Action item: In full and without alteration, return the records below.

Dataset records:
******
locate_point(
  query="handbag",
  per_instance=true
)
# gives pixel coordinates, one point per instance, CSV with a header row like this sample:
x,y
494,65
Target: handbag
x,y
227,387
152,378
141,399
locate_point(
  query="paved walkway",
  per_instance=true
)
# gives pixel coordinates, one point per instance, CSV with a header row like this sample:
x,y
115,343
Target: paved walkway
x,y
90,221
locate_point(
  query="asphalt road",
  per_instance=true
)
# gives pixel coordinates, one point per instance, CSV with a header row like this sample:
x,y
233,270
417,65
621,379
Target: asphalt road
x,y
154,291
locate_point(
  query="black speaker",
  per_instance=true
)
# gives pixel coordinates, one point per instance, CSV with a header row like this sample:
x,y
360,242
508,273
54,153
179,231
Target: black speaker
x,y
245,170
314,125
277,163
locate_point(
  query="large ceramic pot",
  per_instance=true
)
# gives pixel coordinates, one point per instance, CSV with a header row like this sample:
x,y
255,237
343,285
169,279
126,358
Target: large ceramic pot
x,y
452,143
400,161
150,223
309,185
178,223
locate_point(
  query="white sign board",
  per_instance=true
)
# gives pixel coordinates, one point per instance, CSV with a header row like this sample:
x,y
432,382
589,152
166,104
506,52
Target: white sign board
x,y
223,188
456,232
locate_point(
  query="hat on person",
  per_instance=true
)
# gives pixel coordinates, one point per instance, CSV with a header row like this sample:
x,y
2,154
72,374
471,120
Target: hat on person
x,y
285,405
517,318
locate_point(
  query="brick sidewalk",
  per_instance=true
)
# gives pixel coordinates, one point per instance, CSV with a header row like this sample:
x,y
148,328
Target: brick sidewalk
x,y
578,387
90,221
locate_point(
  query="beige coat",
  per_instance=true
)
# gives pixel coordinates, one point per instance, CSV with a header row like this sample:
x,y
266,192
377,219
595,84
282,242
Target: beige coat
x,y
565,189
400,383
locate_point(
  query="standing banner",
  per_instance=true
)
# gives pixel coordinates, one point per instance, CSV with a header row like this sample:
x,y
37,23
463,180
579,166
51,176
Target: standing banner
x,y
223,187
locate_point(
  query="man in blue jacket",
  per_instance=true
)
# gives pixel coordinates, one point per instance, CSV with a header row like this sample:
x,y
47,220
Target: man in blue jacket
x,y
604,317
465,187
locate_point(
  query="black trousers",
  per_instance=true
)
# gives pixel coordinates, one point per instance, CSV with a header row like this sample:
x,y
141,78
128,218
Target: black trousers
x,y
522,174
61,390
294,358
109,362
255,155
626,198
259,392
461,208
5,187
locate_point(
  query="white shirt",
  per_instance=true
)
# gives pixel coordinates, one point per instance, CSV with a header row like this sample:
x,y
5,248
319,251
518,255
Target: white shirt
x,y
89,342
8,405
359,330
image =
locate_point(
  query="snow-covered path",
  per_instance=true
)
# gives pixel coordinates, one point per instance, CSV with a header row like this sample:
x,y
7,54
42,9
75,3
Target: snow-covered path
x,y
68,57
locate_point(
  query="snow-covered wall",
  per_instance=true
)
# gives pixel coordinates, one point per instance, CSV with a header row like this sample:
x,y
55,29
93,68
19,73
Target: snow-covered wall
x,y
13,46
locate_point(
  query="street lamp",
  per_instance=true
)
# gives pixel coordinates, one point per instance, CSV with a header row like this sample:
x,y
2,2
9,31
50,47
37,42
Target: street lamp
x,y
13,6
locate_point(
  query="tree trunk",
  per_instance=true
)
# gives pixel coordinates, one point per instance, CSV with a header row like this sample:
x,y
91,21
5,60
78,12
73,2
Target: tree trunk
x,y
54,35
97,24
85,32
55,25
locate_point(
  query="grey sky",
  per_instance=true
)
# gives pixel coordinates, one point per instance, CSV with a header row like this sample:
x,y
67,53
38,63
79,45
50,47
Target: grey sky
******
Answer to the problem:
locate_point(
  query="handbag",
  per_instance=true
)
# gives pixel coordinates, one point per instance, CSV with a header row like this sample:
x,y
494,65
Target: handbag
x,y
227,387
152,378
141,399
locate_point(
  query="paved walkway",
  per_instance=true
)
# gives pixel coordinates, one point per instance, CSV with a header row like this sample:
x,y
115,343
Target: paved walkway
x,y
90,221
locate_point(
  query="asphalt road",
  per_instance=true
)
# gives pixel coordinates, one point per instance, CSV with a header row like this sample:
x,y
233,270
417,65
621,379
Target: asphalt road
x,y
154,291
locate_point(
  query="black speaker",
  per_instance=true
)
# gives pixel coordinates, one point per instance, CSV with a header row like this sample:
x,y
360,242
508,273
54,153
179,231
Target: black speaker
x,y
245,170
314,125
277,163
locate_point(
  query="large ceramic pot",
  per_instance=true
)
# gives pixel coordinates, one point per instance, CSV with a header row like this sample:
x,y
255,237
343,285
169,279
126,358
Target: large ceramic pot
x,y
452,143
400,161
150,223
309,185
178,223
locate_point(
  query="white sign board",
  per_instance=true
)
# gives pixel coordinates, one point per instance, CSV with a header row like this sample:
x,y
432,382
589,152
166,104
506,52
Target: white sign board
x,y
223,188
456,232
locate_point(
  query="hat on person",
  per_instance=true
)
# gives pixel coordinates, one point per instance, CSV with a header row like this sample:
x,y
2,154
72,374
471,120
Target: hat on person
x,y
285,405
517,318
locate_point(
  query="brick sidewalk",
  per_instance=true
)
# gives pixel coordinates, one point per instance, CSV with a header row like this sample:
x,y
148,328
Target: brick sidewalk
x,y
578,387
90,221
locate_point(
  query="beige coat",
  per_instance=true
)
# gives pixel coordinates, one point per instance, CSV with a header row like this sample:
x,y
266,192
377,219
595,84
282,242
Target: beige coat
x,y
565,189
400,383
locate_point(
  query="standing banner",
  per_instance=true
)
# gives pixel coordinates, one point per instance, CSV with a header row like this sample:
x,y
37,23
463,180
579,166
51,176
Target: standing banner
x,y
223,187
locate_point(
  query="man in blue jacket",
  per_instance=true
)
# gives pixel coordinates, one point per instance, CSV with a header row like this sample:
x,y
47,220
Target: man in blue jacket
x,y
604,317
465,187
locate_point(
  query="black trousers",
  per_instance=true
)
# gives pixel coordinates, one point per instance, CSV with a header row like this sample:
x,y
141,78
128,218
Target: black trousers
x,y
522,174
61,390
294,358
109,362
255,155
626,198
259,392
461,208
5,187
locate_point(
  query="white shirt",
  per_instance=true
)
# gives pixel coordinates, one point per instance, CSV with a header row like this sample:
x,y
5,248
319,251
518,255
Target: white shirt
x,y
89,342
8,405
359,330
image =
locate_point(
  query="snow-covered path",
  per_instance=true
)
# gives pixel coordinates, one point per instance, CSV with a header row like this sample:
x,y
7,54
42,9
75,3
Target: snow-covered path
x,y
68,57
locate_point(
  query="snow-covered wall",
  per_instance=true
)
# gives pixel coordinates, one point per instance, CSV with a header row like this sample:
x,y
55,29
93,68
19,73
Target: snow-covered wall
x,y
13,46
locate_point(
  query="street lamp",
  per_instance=true
)
# gives pixel coordinates, one point per instance, CSV with a header row like this sample:
x,y
2,2
9,31
50,47
37,42
Target: street lamp
x,y
13,6
locate_point(
  query="tree trunk",
  per_instance=true
)
# gives pixel coordinates, one point per instance, CSV with a header row like this sample:
x,y
91,21
5,60
78,12
73,2
Target: tree trunk
x,y
54,35
97,24
85,32
55,25
locate_point(
  query="grey sky",
  per_instance=true
)
# gives pixel coordinates, one point per instance, CSV with a header row like this sample:
x,y
67,53
38,63
79,45
50,47
Target: grey sky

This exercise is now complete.